▶ [Work to complete] Where an image appears in the data, omit it and reproduce the rest exactly.

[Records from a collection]
•••

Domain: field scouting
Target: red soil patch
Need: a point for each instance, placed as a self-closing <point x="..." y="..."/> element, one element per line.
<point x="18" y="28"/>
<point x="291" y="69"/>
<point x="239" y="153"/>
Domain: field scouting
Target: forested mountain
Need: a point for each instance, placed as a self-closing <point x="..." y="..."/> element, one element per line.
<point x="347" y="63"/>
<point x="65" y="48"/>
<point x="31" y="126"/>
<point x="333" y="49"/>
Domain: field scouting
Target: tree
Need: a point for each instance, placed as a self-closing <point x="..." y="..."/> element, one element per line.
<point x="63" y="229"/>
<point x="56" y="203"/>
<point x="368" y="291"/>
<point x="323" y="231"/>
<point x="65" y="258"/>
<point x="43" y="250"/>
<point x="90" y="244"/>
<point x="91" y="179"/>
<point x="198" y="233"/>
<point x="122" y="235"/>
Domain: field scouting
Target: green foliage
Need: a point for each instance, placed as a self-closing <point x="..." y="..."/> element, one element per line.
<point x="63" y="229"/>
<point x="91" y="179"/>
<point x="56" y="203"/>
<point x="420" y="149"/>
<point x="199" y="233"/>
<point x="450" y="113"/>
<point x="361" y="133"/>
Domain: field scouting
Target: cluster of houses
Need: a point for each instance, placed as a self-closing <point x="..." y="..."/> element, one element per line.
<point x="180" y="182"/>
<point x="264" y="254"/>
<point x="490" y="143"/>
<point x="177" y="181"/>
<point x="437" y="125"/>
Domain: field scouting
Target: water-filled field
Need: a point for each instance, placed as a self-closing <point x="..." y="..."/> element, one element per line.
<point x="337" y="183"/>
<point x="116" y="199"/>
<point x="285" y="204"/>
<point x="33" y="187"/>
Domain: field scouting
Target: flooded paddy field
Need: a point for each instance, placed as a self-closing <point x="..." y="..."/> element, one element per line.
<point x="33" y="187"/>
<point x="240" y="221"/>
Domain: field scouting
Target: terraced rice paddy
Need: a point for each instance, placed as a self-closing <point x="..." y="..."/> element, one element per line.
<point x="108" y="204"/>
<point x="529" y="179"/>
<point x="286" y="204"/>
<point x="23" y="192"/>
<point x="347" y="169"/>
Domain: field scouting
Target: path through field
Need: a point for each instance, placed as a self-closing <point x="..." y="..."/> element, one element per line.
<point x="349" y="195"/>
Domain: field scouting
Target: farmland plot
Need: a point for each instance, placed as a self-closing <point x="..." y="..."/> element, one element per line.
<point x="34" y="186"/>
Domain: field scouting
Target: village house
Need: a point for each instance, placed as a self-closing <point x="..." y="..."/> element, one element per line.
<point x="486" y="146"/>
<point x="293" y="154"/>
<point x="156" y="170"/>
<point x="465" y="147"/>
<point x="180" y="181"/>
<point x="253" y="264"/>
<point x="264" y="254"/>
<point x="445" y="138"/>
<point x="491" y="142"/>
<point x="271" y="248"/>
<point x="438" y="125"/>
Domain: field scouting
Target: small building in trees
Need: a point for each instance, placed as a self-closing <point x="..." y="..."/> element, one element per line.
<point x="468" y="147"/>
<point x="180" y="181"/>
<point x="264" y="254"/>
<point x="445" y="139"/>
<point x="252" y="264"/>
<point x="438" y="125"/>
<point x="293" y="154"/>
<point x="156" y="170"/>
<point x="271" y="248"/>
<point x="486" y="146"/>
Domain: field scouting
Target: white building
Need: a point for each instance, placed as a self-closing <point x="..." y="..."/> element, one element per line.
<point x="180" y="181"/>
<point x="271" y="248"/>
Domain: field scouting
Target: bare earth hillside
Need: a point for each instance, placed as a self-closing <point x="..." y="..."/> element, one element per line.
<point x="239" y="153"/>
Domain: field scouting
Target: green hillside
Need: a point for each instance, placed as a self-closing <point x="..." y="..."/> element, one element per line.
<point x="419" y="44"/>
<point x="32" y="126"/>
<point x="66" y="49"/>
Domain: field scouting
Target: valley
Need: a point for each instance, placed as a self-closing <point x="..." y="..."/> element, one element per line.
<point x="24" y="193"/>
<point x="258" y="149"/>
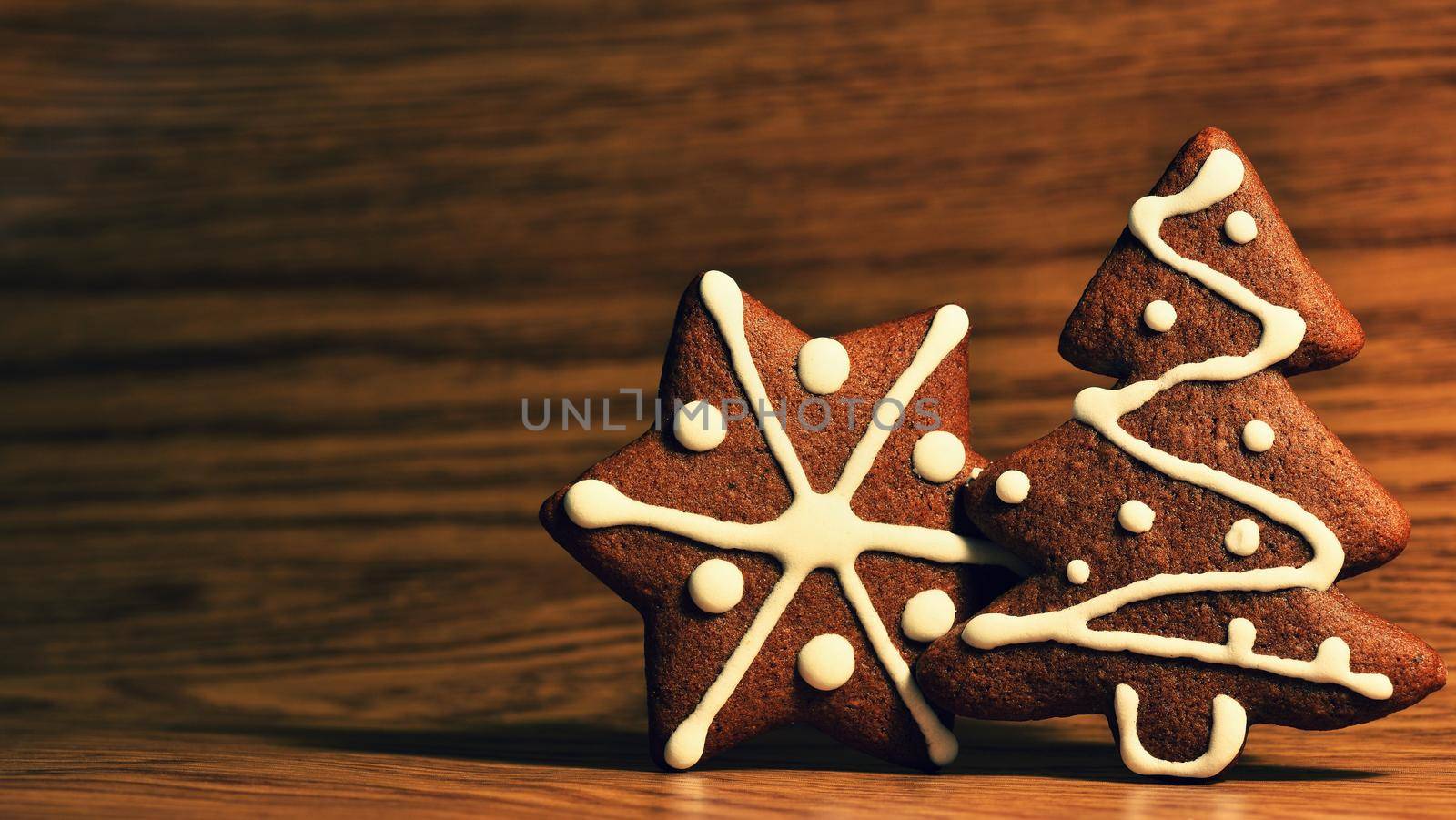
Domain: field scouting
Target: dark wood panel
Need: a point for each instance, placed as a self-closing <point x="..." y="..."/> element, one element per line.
<point x="277" y="277"/>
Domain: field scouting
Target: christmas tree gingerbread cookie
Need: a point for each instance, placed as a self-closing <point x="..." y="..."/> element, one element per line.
<point x="790" y="533"/>
<point x="1187" y="528"/>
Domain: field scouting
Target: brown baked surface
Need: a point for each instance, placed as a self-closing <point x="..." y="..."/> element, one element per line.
<point x="1079" y="481"/>
<point x="740" y="481"/>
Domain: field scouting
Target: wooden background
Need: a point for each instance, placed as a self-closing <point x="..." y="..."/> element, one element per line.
<point x="276" y="277"/>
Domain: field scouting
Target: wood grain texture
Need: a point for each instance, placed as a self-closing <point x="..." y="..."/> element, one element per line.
<point x="276" y="278"/>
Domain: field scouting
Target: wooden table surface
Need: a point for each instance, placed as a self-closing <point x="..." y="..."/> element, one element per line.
<point x="276" y="278"/>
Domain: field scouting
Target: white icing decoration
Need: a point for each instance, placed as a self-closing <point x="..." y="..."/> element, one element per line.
<point x="1012" y="487"/>
<point x="699" y="426"/>
<point x="827" y="662"/>
<point x="1244" y="538"/>
<point x="715" y="586"/>
<point x="928" y="615"/>
<point x="1136" y="517"/>
<point x="938" y="456"/>
<point x="1159" y="315"/>
<point x="1259" y="436"/>
<point x="1103" y="408"/>
<point x="817" y="529"/>
<point x="1241" y="228"/>
<point x="1077" y="572"/>
<point x="1227" y="737"/>
<point x="823" y="364"/>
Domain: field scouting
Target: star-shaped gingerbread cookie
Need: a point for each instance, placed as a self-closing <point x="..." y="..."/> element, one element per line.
<point x="790" y="533"/>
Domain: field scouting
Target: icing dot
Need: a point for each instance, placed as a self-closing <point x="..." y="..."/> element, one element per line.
<point x="1241" y="228"/>
<point x="1259" y="436"/>
<point x="699" y="426"/>
<point x="1244" y="538"/>
<point x="928" y="615"/>
<point x="1012" y="487"/>
<point x="826" y="662"/>
<point x="715" y="586"/>
<point x="1159" y="315"/>
<point x="823" y="364"/>
<point x="938" y="456"/>
<point x="1136" y="517"/>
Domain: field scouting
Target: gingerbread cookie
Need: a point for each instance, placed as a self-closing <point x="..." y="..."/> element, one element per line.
<point x="791" y="533"/>
<point x="1188" y="524"/>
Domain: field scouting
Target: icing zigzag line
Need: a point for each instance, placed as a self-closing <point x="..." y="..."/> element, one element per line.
<point x="1283" y="329"/>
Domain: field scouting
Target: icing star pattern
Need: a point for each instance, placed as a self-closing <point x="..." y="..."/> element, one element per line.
<point x="819" y="531"/>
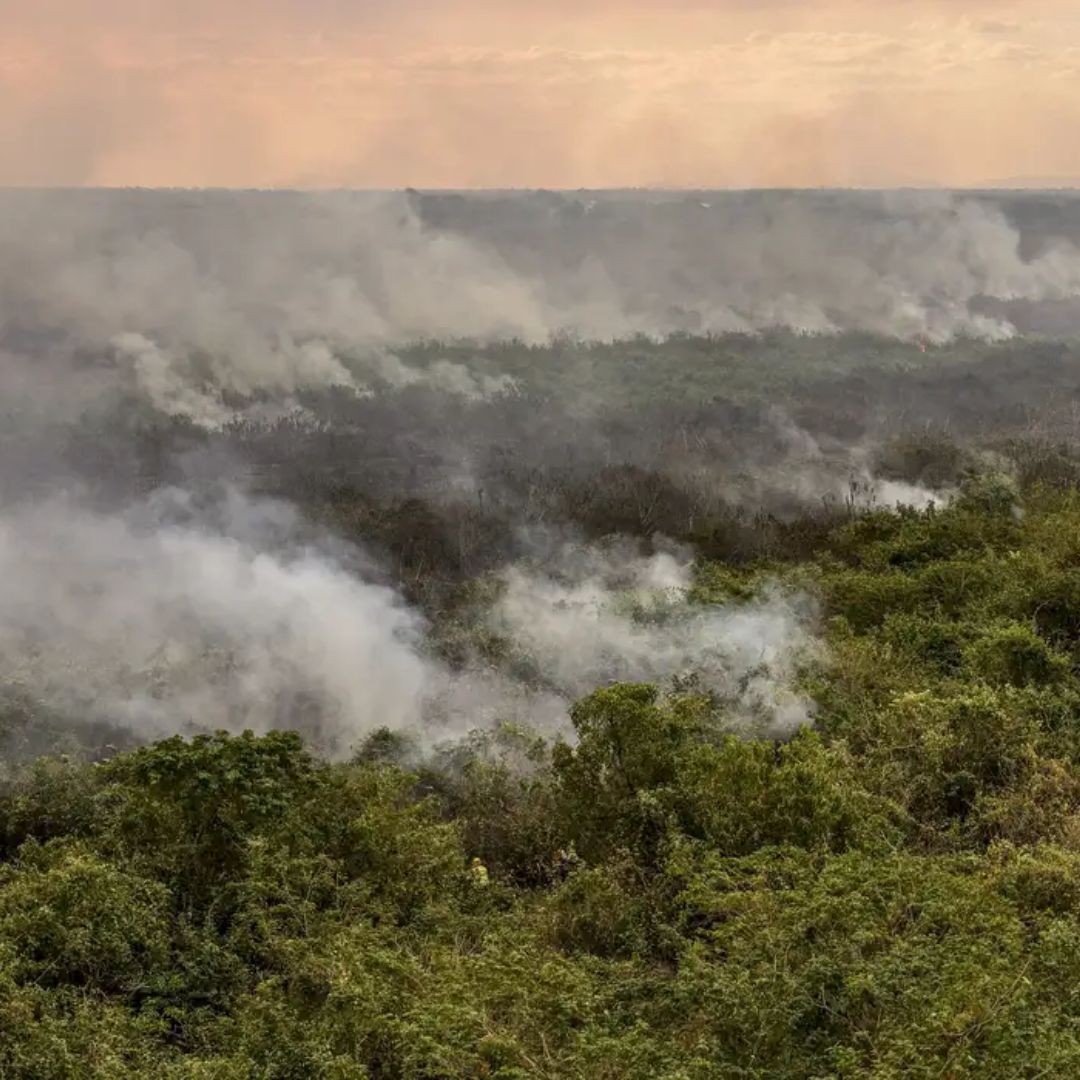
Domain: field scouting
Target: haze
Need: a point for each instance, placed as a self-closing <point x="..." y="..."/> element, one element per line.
<point x="602" y="93"/>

•••

▶ [Task result]
Domain: field scouting
Target: red soil patch
Need: a point for each instance, placed as a self-closing <point x="..." y="..."/> element, one element per line.
<point x="18" y="28"/>
<point x="291" y="69"/>
<point x="239" y="153"/>
Domain: field scouting
Target: forested mountain
Need: a point for each instance, placed as a self-closing <point x="..." y="..."/> element, one element per line.
<point x="347" y="63"/>
<point x="65" y="48"/>
<point x="31" y="126"/>
<point x="333" y="49"/>
Domain: field scouting
Target: tree
Need: a point for each instance, placed as a self-closing <point x="..." y="..."/> element, one element per line.
<point x="63" y="229"/>
<point x="56" y="203"/>
<point x="368" y="291"/>
<point x="323" y="231"/>
<point x="65" y="258"/>
<point x="43" y="250"/>
<point x="90" y="244"/>
<point x="91" y="179"/>
<point x="198" y="233"/>
<point x="122" y="235"/>
Domain: field scouting
Target: green foliage
Need: a point for each instance, placed as a self-closing <point x="..." y="..."/> element, one element per line.
<point x="63" y="229"/>
<point x="91" y="179"/>
<point x="56" y="203"/>
<point x="420" y="149"/>
<point x="199" y="233"/>
<point x="450" y="113"/>
<point x="361" y="133"/>
Domain: field scouting
Target: cluster of houses
Need: a point for each instance, placed as a self-closing <point x="..." y="..."/> element, one element per line.
<point x="180" y="182"/>
<point x="264" y="254"/>
<point x="490" y="143"/>
<point x="177" y="181"/>
<point x="437" y="125"/>
Domain: field scouting
Target: water-filled field
Need: a point for each instance, placed as a self-closing <point x="..." y="..."/> element, one element per line.
<point x="337" y="183"/>
<point x="116" y="199"/>
<point x="285" y="204"/>
<point x="33" y="187"/>
Domain: field scouting
Target: flooded paddy field
Need: a point for each instance, placed as a self-closing <point x="..." y="..."/> element, one element per line.
<point x="33" y="187"/>
<point x="240" y="221"/>
Domain: field scouting
Target: terraced rice paddy
Need: a point for each instance, placed as a self-closing <point x="..." y="..."/> element, one element per line.
<point x="108" y="204"/>
<point x="529" y="179"/>
<point x="286" y="204"/>
<point x="23" y="192"/>
<point x="347" y="169"/>
Domain: field scouting
Target: path through field
Need: a point for each instance, placed as a self-closing <point x="..." y="..."/> element, one element per line.
<point x="349" y="195"/>
Domain: field scouting
Target: farmland plot
Need: a point for each instance, placed as a self-closing <point x="..." y="..."/> element, one element per line.
<point x="34" y="186"/>
Domain: field scouting
Target: village house
Need: a point for each instance, placed as a self-closing <point x="..." y="..."/> element, one element per line.
<point x="486" y="146"/>
<point x="293" y="154"/>
<point x="156" y="170"/>
<point x="465" y="147"/>
<point x="180" y="181"/>
<point x="253" y="264"/>
<point x="264" y="254"/>
<point x="445" y="138"/>
<point x="491" y="142"/>
<point x="271" y="248"/>
<point x="438" y="125"/>
Domain: field scouting
Target: small building in trees
Need: a point for each instance, placed as a self-closing <point x="..." y="..."/> element, one element per line.
<point x="468" y="147"/>
<point x="180" y="181"/>
<point x="264" y="254"/>
<point x="445" y="139"/>
<point x="252" y="264"/>
<point x="438" y="125"/>
<point x="293" y="154"/>
<point x="156" y="170"/>
<point x="271" y="248"/>
<point x="486" y="146"/>
Domain: field scouting
Target: white building
Need: a point for each instance, placed as a self-closing <point x="..." y="..."/> element, one element per line.
<point x="180" y="181"/>
<point x="271" y="248"/>
Domain: field scouting
Target: bare earth hillside
Need: a point for each instance, placed as a self-closing <point x="..." y="..."/> element, one element per line.
<point x="239" y="153"/>
Domain: field scouting
Target: green hillside
Need: a point for each instance, placed as a self-closing <point x="..." y="..."/> element, one element per line.
<point x="419" y="44"/>
<point x="32" y="126"/>
<point x="66" y="49"/>
Domain: field scouting
Target: valley
Need: a point for each instance, placed as a self-closing <point x="..." y="..."/> element, one element per line.
<point x="24" y="193"/>
<point x="258" y="149"/>
Domain: field scouting
Target: dark wood panel
Need: a point for each instance, placed as a self-closing <point x="..." y="..."/> element, one element per line.
<point x="277" y="277"/>
Domain: field scouting
Target: christmas tree gingerbread cookie
Need: a point for each instance, placed as a self-closing <point x="..." y="..."/> element, one element per line.
<point x="790" y="533"/>
<point x="1187" y="528"/>
Domain: field scouting
Target: brown baked surface
Need: a point for each instance, placed as a self-closing <point x="..." y="..."/> element, one element per line.
<point x="1079" y="481"/>
<point x="740" y="481"/>
Domain: field scouting
Target: wooden background
Need: a point for each instance, placed as a self-closing <point x="..." y="..."/> element, one element per line.
<point x="276" y="277"/>
Domain: field scouting
Target: wood grain texture
Need: a point for each instance, placed as a self-closing <point x="..." y="..."/> element, one element per line.
<point x="276" y="278"/>
Domain: field scouting
Target: wooden table surface
Need: a point for each instance, placed as a self-closing <point x="..." y="..."/> element, one element per line.
<point x="276" y="278"/>
Domain: field scouting
Target: white icing decoration
Need: a point for each instance, placed as a self-closing <point x="..." y="..."/> element, one element per line.
<point x="1012" y="487"/>
<point x="699" y="426"/>
<point x="827" y="662"/>
<point x="1244" y="538"/>
<point x="715" y="586"/>
<point x="928" y="615"/>
<point x="1136" y="517"/>
<point x="938" y="456"/>
<point x="1159" y="315"/>
<point x="1259" y="436"/>
<point x="1103" y="408"/>
<point x="817" y="529"/>
<point x="1241" y="228"/>
<point x="1077" y="572"/>
<point x="1227" y="737"/>
<point x="823" y="364"/>
Domain: field scouting
Target: star-shaped gingerbread cookie
Need: a point for each instance, placed as a self-closing <point x="..." y="..."/> element, one element per line.
<point x="790" y="533"/>
Domain: field scouting
Target: icing dot
Need: a point for each instance, placed as a self-closing <point x="..." y="..."/> element, one element per line.
<point x="1241" y="228"/>
<point x="1259" y="436"/>
<point x="699" y="426"/>
<point x="1244" y="538"/>
<point x="928" y="615"/>
<point x="1012" y="487"/>
<point x="826" y="662"/>
<point x="715" y="586"/>
<point x="1159" y="315"/>
<point x="823" y="364"/>
<point x="938" y="456"/>
<point x="1136" y="517"/>
Domain: field scouting
Target: gingerbread cookie
Need: a point for each instance, placed as a self-closing <point x="..." y="..."/> element, one element per line.
<point x="791" y="533"/>
<point x="1188" y="524"/>
Domain: field scouting
Target: icing zigzag line
Need: a point for each instance, placed as a self-closing <point x="..." y="..."/> element, one element per line.
<point x="1283" y="329"/>
Domain: field scouting
Target: icing star pattern
Need: a point for each instance, placed as a self-closing <point x="..." y="..."/> element, one element per line.
<point x="819" y="531"/>
Domain: field scouting
Target: haze
Need: a point for each instance, placed as a self-closing <point x="..." y="..."/> element, one element per line.
<point x="602" y="93"/>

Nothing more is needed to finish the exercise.